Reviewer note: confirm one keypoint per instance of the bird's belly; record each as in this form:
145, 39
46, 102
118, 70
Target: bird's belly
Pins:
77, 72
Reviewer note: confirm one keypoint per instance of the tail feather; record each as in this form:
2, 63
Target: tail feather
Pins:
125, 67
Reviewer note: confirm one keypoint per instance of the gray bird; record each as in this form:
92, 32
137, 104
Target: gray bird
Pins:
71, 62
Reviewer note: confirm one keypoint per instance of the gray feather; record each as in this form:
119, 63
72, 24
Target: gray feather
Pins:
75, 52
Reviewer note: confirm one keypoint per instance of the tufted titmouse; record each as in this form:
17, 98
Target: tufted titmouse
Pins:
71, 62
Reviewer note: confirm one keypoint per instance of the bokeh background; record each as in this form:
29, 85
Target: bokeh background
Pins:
- - -
Print the listing above in its entirety, with every line exact.

COMPLETE OUTPUT:
Reviewer note: confirm one keypoint per instance of the bird's belly; record each as in this form:
145, 39
46, 102
118, 70
Target: bird's belly
Pins:
77, 72
Reviewer note: confirm one keypoint per instance of the tail feather; record each as in this form:
2, 63
Target: tail feather
Pins:
125, 67
Reviewer note: confirm one keypoint per instance of the gray bird; record each as in this form:
92, 32
137, 104
Target: gray bird
Pins:
71, 62
Reviewer note: confirm one keypoint per instance of the gray feather; record each as in this form:
119, 63
72, 24
Target: gray feather
Pins:
75, 52
Reviewer note: confirm one keypoint per instance of the tufted titmouse; record each as in this form:
17, 98
Target: tufted titmouse
Pins:
71, 62
Reviewer note: confirm one keypoint per instance of the bokeh background; record each as in this form:
29, 85
Target: bokeh background
Pins:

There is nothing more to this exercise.